[Records from a dataset]

Start of Block

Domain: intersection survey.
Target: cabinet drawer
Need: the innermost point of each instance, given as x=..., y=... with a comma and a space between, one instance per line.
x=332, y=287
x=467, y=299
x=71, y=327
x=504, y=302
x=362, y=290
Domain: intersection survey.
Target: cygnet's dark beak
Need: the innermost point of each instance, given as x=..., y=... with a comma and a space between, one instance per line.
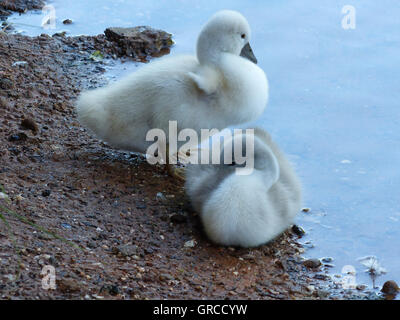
x=247, y=52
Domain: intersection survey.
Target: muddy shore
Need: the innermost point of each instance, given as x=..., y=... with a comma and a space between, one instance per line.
x=138, y=237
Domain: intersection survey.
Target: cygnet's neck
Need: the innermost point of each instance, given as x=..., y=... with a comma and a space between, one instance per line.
x=209, y=50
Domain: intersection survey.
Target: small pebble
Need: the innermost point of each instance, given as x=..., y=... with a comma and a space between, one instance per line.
x=166, y=276
x=361, y=287
x=327, y=259
x=312, y=263
x=46, y=193
x=18, y=137
x=299, y=231
x=178, y=218
x=29, y=124
x=190, y=244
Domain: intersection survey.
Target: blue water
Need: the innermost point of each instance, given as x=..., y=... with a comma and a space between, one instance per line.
x=334, y=105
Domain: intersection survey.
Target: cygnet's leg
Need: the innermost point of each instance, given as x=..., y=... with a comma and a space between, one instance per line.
x=177, y=173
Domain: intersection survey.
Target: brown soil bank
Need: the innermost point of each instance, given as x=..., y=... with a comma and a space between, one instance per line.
x=137, y=235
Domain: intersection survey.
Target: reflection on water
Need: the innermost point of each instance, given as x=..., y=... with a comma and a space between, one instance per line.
x=333, y=107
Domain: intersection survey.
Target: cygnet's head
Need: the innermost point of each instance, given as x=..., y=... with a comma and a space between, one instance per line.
x=226, y=32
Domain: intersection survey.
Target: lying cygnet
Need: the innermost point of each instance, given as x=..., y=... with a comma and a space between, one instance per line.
x=217, y=88
x=246, y=210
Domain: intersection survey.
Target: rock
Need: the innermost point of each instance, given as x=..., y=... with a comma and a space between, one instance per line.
x=160, y=196
x=6, y=84
x=178, y=218
x=46, y=193
x=361, y=287
x=126, y=250
x=189, y=244
x=111, y=289
x=18, y=137
x=327, y=260
x=312, y=263
x=166, y=276
x=139, y=42
x=29, y=124
x=299, y=231
x=3, y=196
x=390, y=287
x=19, y=63
x=322, y=294
x=68, y=285
x=140, y=205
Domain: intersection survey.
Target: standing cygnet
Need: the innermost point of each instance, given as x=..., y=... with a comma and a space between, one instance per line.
x=246, y=210
x=217, y=88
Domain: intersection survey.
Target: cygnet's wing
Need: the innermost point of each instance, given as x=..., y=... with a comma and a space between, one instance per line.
x=206, y=79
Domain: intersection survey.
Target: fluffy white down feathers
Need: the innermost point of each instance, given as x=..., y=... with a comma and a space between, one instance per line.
x=251, y=210
x=216, y=89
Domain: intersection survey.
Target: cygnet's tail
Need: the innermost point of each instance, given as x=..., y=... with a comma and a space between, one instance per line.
x=91, y=112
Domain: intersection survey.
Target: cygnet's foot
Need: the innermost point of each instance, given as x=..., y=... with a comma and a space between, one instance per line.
x=177, y=173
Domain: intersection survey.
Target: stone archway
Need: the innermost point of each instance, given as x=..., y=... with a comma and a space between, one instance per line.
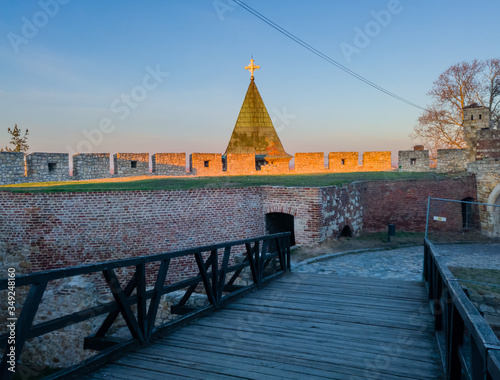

End of Block

§ **DIRECTIONS FOR THIS TASK**
Could the data above be repeated exactly, with every picture dropped?

§ **REPLY**
Domain: intersection survey.
Target: cabinet drawer
Need: the innermost point of each instance, given as x=..., y=... with a comma and a space between, one instance per line.
x=332, y=287
x=467, y=299
x=71, y=327
x=504, y=302
x=362, y=290
Domain: intersection survey.
Target: cygnet's dark beak
Need: the innermost point of each instance, given as x=..., y=... with a comma and a space between, one instance per line.
x=247, y=52
Domain: intersection survey.
Target: muddy shore
Need: the innermost point of each instance, given as x=..., y=... with a comma and a space between, one instance per line.
x=138, y=237
Domain: intersection survey.
Target: cygnet's neck
Need: the innermost point of each instance, given as x=..., y=... with a comma and a space between, one instance per line.
x=209, y=50
Domain: intersection survey.
Target: small pebble
Need: the innermost point of each instance, given as x=..., y=... with a comma and a space between, one instance per line.
x=166, y=276
x=361, y=287
x=327, y=259
x=312, y=263
x=46, y=193
x=18, y=137
x=299, y=231
x=178, y=218
x=29, y=124
x=190, y=244
Domain: intersection survey.
Target: blue water
Need: the innermost point of each instance, given as x=..., y=... with a comma and a space between, one instance per line.
x=334, y=105
Domain: intersection survey.
Target: cygnet's leg
Need: the innermost point of each instance, given as x=..., y=... with a comma and a space between, one instance per line.
x=177, y=173
Domain: intersection survey.
Target: brown soil bank
Need: the innermost point of each instance, given as x=..., y=... with a comma and a space between, one instance per line.
x=137, y=235
Domain: intersection survey.
Target: reflection on water
Need: the innermost point of each instance, given as x=..., y=... with a comma and a space between, one instance per line.
x=333, y=107
Domain: intersection survey.
Target: cygnet's head
Need: the innermost point of each instance, given as x=..., y=... with a comma and a space between, one instance per line.
x=226, y=32
Domain: intersection survey.
Target: lying cygnet
Need: the innermost point of each instance, given as x=..., y=... with a comma and a space between, one instance per line.
x=217, y=88
x=246, y=210
Domain: intersection survey.
Target: rock
Need: the innermost point of each instance, given as x=..., y=... with a comma and a space between, one instance per line.
x=160, y=196
x=6, y=84
x=178, y=218
x=46, y=193
x=361, y=287
x=126, y=250
x=189, y=244
x=111, y=289
x=18, y=137
x=327, y=260
x=312, y=263
x=166, y=276
x=139, y=42
x=29, y=124
x=299, y=231
x=3, y=196
x=390, y=287
x=19, y=63
x=322, y=294
x=68, y=285
x=140, y=205
Domain: intersection survey.
Target: standing cygnet
Need: the innermost point of each instance, given as x=..., y=... with a comma and a space between, one instance per line.
x=246, y=210
x=217, y=88
Domain: intersection survey.
Target: cygnet's wing
Need: the innermost point of each instance, given as x=..., y=... with a comma and a space between, one instance per line.
x=206, y=79
Domain: intersection survey.
Target: fluffy white down feathers
Need: the innermost point of each instance, given as x=..., y=... with a comma and a space between, one instance per line.
x=251, y=210
x=216, y=89
Domain: intersection survey.
Target: cygnet's tail
Need: the innermost point of each instance, given as x=..., y=... with a comma and a space between, one instance per line.
x=91, y=112
Domain: intersection survey.
Target: cygnet's foot
Need: the innermost point of each instance, given as x=..., y=... with a comma and a space between, one instance per line.
x=177, y=173
Domain: intersection survey.
Target: stone archway
Need: the innermost point of each instance, given as x=..., y=... with a comma and a space between, one instance per line.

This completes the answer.